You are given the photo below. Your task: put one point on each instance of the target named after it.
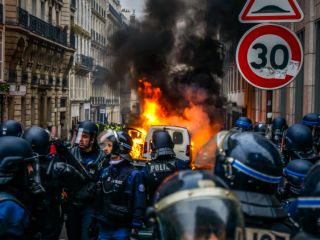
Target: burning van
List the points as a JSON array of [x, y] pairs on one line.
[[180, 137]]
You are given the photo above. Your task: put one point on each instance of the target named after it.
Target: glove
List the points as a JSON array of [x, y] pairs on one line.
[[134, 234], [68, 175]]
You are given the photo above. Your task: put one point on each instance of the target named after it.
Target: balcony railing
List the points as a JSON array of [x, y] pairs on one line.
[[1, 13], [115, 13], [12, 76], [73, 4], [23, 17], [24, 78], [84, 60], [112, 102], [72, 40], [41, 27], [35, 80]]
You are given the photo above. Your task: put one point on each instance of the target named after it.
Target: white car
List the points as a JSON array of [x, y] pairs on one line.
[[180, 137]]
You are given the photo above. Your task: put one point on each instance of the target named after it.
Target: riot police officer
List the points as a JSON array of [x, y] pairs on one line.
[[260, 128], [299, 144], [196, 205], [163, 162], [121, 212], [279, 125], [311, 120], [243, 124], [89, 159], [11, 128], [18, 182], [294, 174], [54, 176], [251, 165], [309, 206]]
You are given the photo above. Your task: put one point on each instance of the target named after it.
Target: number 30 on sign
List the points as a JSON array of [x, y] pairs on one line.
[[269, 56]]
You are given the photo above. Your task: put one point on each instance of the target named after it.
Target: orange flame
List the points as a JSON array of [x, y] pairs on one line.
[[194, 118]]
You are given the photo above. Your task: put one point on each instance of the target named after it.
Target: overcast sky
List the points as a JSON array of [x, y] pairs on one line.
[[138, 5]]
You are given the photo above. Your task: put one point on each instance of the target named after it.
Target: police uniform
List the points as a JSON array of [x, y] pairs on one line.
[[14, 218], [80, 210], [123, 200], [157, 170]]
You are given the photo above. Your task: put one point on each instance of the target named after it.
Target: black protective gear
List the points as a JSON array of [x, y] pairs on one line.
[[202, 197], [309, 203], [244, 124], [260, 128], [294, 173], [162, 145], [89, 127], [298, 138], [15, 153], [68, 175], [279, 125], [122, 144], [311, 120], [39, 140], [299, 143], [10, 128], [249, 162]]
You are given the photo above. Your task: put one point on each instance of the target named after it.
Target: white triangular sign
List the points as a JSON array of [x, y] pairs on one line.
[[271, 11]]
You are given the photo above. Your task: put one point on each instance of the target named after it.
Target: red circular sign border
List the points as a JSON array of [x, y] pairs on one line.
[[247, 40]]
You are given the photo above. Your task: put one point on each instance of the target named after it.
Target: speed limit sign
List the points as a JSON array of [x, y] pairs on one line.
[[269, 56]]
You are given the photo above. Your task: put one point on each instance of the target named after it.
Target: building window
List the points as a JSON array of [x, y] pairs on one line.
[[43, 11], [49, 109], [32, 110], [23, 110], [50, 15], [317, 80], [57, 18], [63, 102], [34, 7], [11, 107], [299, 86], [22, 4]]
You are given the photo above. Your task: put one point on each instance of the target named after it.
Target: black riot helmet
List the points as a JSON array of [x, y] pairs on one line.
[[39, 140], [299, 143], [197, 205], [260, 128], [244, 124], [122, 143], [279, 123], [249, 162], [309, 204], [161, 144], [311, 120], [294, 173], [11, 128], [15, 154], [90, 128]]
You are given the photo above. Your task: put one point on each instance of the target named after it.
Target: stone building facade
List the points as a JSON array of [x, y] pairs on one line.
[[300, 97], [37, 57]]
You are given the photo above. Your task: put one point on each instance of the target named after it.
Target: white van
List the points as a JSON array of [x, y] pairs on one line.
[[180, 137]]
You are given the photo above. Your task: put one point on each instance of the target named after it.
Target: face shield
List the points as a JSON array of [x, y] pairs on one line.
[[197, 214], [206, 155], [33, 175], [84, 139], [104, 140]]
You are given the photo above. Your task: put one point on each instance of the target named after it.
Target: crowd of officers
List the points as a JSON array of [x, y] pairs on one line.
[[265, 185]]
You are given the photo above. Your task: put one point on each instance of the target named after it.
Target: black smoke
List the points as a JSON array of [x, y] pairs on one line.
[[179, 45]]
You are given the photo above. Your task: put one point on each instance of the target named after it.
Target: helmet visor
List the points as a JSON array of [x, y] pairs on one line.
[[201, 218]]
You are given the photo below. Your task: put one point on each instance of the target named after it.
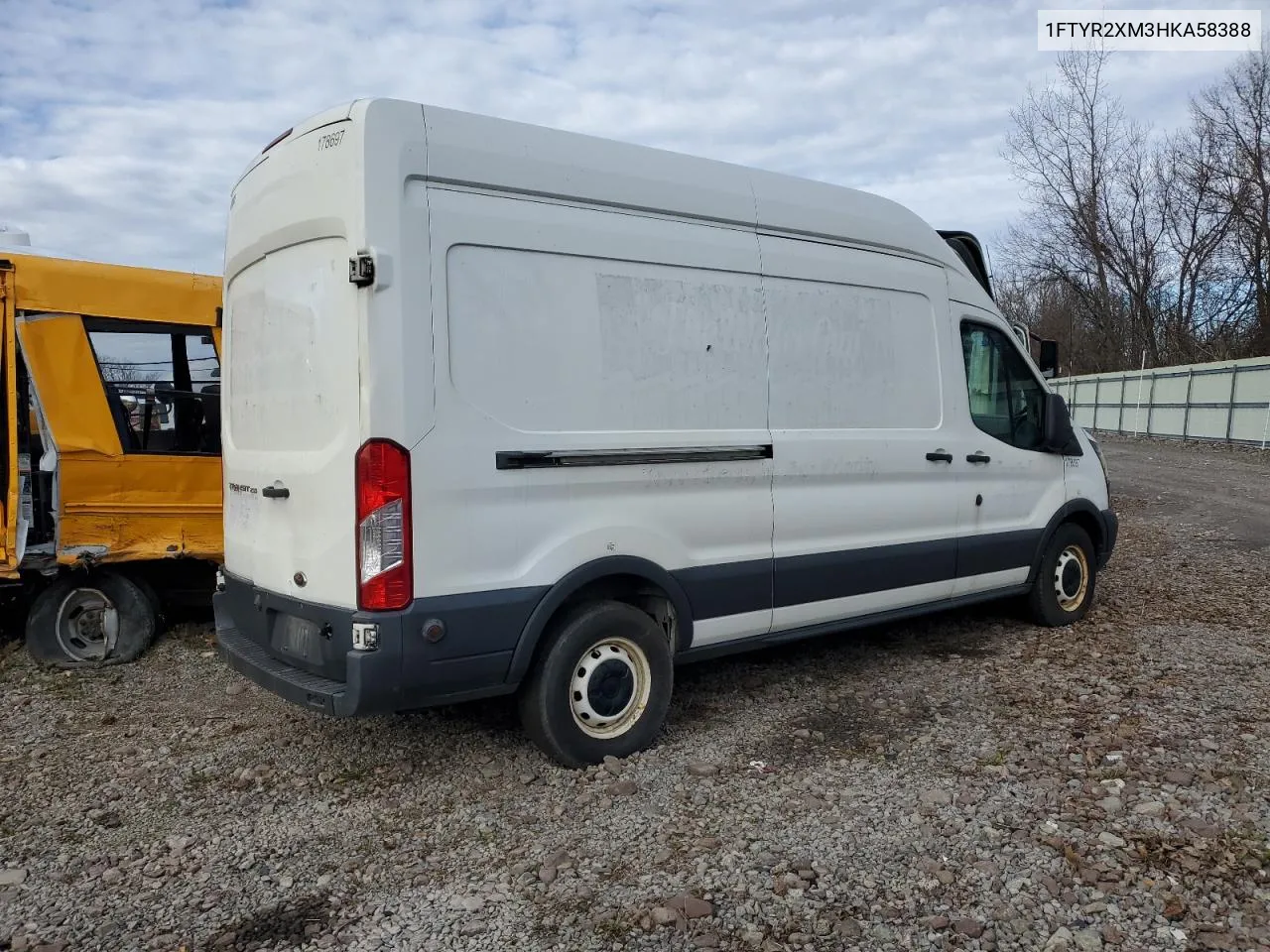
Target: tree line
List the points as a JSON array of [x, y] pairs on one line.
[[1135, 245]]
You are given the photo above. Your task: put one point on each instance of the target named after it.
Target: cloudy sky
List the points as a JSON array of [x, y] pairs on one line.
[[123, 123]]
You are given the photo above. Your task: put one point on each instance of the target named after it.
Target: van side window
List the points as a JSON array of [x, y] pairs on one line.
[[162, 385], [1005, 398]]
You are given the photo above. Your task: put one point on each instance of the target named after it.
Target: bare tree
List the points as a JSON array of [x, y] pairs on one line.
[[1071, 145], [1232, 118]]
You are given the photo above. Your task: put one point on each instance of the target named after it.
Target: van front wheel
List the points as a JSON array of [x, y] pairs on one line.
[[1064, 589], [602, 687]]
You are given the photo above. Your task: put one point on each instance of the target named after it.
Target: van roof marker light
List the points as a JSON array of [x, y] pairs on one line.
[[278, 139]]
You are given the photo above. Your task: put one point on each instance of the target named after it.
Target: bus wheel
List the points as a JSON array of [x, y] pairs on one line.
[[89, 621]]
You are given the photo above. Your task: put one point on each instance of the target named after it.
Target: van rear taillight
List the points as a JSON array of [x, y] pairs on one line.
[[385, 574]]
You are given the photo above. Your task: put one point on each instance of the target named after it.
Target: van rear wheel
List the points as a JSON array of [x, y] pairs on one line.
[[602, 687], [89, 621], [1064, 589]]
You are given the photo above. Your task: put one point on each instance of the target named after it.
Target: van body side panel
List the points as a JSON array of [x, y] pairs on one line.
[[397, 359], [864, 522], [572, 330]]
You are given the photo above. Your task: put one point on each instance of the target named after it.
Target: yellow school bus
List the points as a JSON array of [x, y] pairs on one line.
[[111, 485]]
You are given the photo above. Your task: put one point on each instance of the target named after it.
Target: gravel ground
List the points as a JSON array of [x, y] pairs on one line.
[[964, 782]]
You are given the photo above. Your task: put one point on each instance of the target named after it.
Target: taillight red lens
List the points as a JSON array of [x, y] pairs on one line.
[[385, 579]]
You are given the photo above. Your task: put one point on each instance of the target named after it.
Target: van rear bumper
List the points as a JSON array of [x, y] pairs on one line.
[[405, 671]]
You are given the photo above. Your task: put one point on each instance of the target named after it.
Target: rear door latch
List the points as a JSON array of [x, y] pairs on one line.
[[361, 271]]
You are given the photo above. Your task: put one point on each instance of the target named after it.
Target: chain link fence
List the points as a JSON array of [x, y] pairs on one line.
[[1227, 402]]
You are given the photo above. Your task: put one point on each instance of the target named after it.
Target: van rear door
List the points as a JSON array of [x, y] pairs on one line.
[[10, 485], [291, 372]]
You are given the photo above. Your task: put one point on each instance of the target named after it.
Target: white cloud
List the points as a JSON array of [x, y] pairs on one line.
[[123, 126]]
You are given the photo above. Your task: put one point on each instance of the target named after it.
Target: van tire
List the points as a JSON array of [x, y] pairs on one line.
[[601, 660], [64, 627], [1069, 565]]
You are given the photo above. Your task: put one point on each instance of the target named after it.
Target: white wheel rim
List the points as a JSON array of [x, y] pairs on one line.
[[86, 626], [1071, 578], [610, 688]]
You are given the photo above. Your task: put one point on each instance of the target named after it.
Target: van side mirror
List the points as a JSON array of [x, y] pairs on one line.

* * * * * * *

Required work
Rewrite all the entries above with "JSON array" replaced by "JSON list" wherever it occurs, keeping everything else the same. Leave the pictures out.

Full response
You are given the photo below. Your task: put one point on each instance of the target named after it.
Target: burning van
List the points as a JSON list of [x, y] pairs on one line.
[[180, 137]]
You are given the photo above. Your task: put one point on each instance of the target named after it.
Target: glove
List the points as a JSON list of [x, y] pairs on one line.
[[134, 234], [68, 175]]
You are given the photo above. Your task: put one point on each instance of the target named after it.
Target: balcony railing
List the points as a JSON list of [x, y] pairs on one line.
[[1, 13], [115, 13], [12, 76], [73, 4], [23, 17], [24, 78], [84, 60], [112, 102], [72, 40], [41, 27], [35, 80]]
You are given the photo above. Your task: put one point on each instance of the target named after it.
Target: white car
List the points as a JSON list of [x, y] pairs on one line.
[[180, 137]]
You are given the photo above. Your task: put one point on each instance of the target named after it.
Target: riot police officer
List the points as a JSON list of [x, y] pairs on one line.
[[260, 128], [299, 144], [196, 205], [163, 162], [121, 212], [279, 125], [311, 120], [243, 124], [89, 159], [11, 128], [18, 182], [294, 174], [54, 176], [251, 165], [309, 206]]
You are given the photo above. Your task: put one point on each instance of the target named after it.
Target: number 30 on sign
List the points as a JSON list of [x, y] pairs on one line.
[[269, 56]]
You are given the photo above. Your task: put one point on each instance of the target named after it.
Target: orange flame
List the points as a JSON list of [x, y] pairs on one line.
[[194, 118]]
You are given the photo above. Your task: put one point on each instance of the target named after it.
Target: overcast sky
List the points as a JSON list of [x, y] pairs on one line.
[[138, 5]]
You are given the photo above. Your task: put one point on each instance of the target named after it.
Target: police uniform
List the points as a JSON list of [x, y] pairs on one line.
[[14, 218], [80, 210], [123, 200], [157, 170]]
You are given the photo above. Your task: put one point on each instance of the target named after it.
Target: black protective gear
List the points as a JSON list of [x, y] pairs on one line.
[[202, 197], [309, 203], [244, 124], [260, 128], [294, 173], [162, 145], [89, 127], [298, 138], [15, 153], [68, 175], [279, 125], [122, 144], [311, 120], [39, 140], [299, 143], [10, 128], [249, 162]]
You are given the photo above. Your task: put one point on each instance of the target named after it.
Target: white triangular sign
List the points as a JSON list of [x, y] pairs on one line.
[[271, 11]]
You are given the photo above. Your task: put one point on each instance of the target named after it.
Target: red circular sign border
List the points as a JSON list of [x, y] pairs on one line.
[[247, 40]]
You are given the photo above. Your task: put one point on each instance of the target named after it.
Target: speed limit sign
List the points as a JSON list of [x, y] pairs on one line.
[[269, 56]]
You are given the photo above. Your task: put one point on each instance of the target named after it.
Target: building window
List the points as a JSON list of [x, y] pairs on one line.
[[43, 11], [49, 109], [32, 110], [23, 110], [50, 15], [317, 80], [57, 18], [63, 102], [34, 7], [11, 107], [299, 86], [22, 4]]
You are given the photo above. Your task: put one point on each instance of the target named after it.
Target: black riot helmet
List the points as a JSON list of [x, y] pairs on one line.
[[39, 140], [299, 143], [197, 205], [260, 128], [244, 124], [122, 143], [279, 123], [249, 162], [309, 204], [161, 144], [311, 120], [294, 173], [11, 128], [15, 154], [90, 128]]
You are given the photo above. Your task: put one point on each instance of the target named after it.
Target: stone building facade
List the points as a JSON list of [x, y] pairs on one line.
[[300, 97], [37, 57]]
You are given the photo above. Your task: put one point on each instance of the target named after it.
Target: white van
List the points as a JSON list of [x, y] pairs on one line.
[[180, 137]]
You are given the photo above. Your task: put one point on each instance of the target named after it.
Target: face shield
List the points as a JSON list of [x, y] pairs on one line.
[[197, 214], [206, 155], [33, 175], [84, 139], [104, 140]]
You are given the photo above. Your task: put one point on each instance of the target named after it.
Target: crowd of officers
List the points as a JSON list of [x, y] pairs on one line.
[[265, 185]]
You are given the photo above. Your task: put one point on each instance of the target named after it.
Target: black smoke
List the points as a JSON list of [x, y] pairs on one line.
[[179, 45]]
You are given the photo above. Your task: put one point on each instance of the target named after it.
Target: helmet visor
List the points as a JSON list of [x, y] pairs on one line.
[[201, 218]]
You are given the photo below. Your task: put one point on each instance of the target named after it.
Target: tree line
List the points as a JSON list of [x, y] pairs on one line.
[[1135, 245]]
You are given the photo above. Your task: put one point on each instance of the target named after it.
Target: cloudy sky
List the points as a JSON list of [x, y] pairs on one line.
[[123, 123]]
You are given the photo above. Your task: put one point on each instance of the target named after it.
Target: van side window
List the points as a JSON list of [x, y] pairs on one line.
[[162, 385], [1005, 398]]
You are given the photo above. Your task: put one point on each instance of the target named after it.
Target: bare tree
List the points as a JSON list of [x, y] pairs on one line.
[[1071, 145], [1232, 118]]
You are given the photo above. Your task: put one point on each instance of the target named after it.
Target: van front wheel
List the points as a JSON list of [x, y] pairs on one line.
[[1064, 589], [602, 687]]
You are given the photo above. Your task: put one point on each instance of the target named after it.
Target: van roof marker light
List the points as a JSON list of [x, y] pairs on one line.
[[278, 139]]
You are given the photo above. Your task: put one point on each instance of the target named after it.
Target: bus wheel
List the points as a JSON list of [x, y] pairs on one line.
[[89, 621]]
You are given the photo above. Your task: put one point on each instance of the target named after it.
Target: van rear taillight
List the points as a JSON list of [x, y] pairs on one line.
[[385, 574]]
You are given the photo above. Your task: put one point on each instance of the target named after it.
Target: van rear wheel
List the points as a JSON list of [x, y] pairs on one line.
[[602, 687], [89, 621], [1064, 589]]
You are given the photo above. Your task: put one point on each instance of the target named after it.
Target: van body side panel
List the points as a JSON list of [x, y] pairs on one line.
[[397, 359], [864, 522], [572, 330]]
You are given the photo above. Your task: put one point on each instance of the target named after it.
Target: yellow school bus
List the points as a JSON list of [x, y] pairs on one line.
[[111, 485]]
You are given the photo above. Your task: put one point on each instance of the target named after it.
Target: gravel ground
List the points as a JSON list of [x, y] pairs on one line.
[[964, 782]]
You are given the photo above. Your task: put one point on each instance of the target named after it.
Target: taillight red lens
List the points as a JSON list of [x, y] pairs on one line.
[[385, 579]]
You are given the photo above. Your task: put one point on each instance of the target named after it.
Target: van rear bumper
List the points as a JSON list of [x, y] pairs on one line.
[[405, 671]]
You are given the photo above. Your task: put one point on each instance of the target named after it.
Target: rear door latch
List the points as a JSON list of [x, y] pairs on one line.
[[361, 271]]
You are given the photo above. Your task: put one point on each instance of the target named after it.
Target: chain link fence
List the points as a JSON list of [x, y] pairs on one line.
[[1227, 402]]
You are given the photo above. Your task: put one point on each instance of the target named after it.
Target: van rear door
List the points as a JSON list of [x, y] pairs on one line.
[[10, 485], [291, 372]]
You are given the photo above. Your task: put one point on each instance of the target named after it.
Target: white cloud
List the points as a JSON list of [x, y] pairs on one line.
[[123, 126]]
You are given the photo above. Your task: put one point on each instance of the target named after it.
Target: van tire
List the points as a JSON list of [x, y] pairs on one line.
[[601, 660], [64, 627], [1069, 565]]
You are given the photo above. Your task: put one point on each instance of the target named after it.
Target: white wheel rim
List the points as a JSON list of [x, y] pairs on one line.
[[86, 626], [1071, 578], [610, 688]]
You are given the photo above. Your task: put one point on each instance of the target named after it.
Target: van side mirror
List the points as a JSON list of [x, y] pairs on one line.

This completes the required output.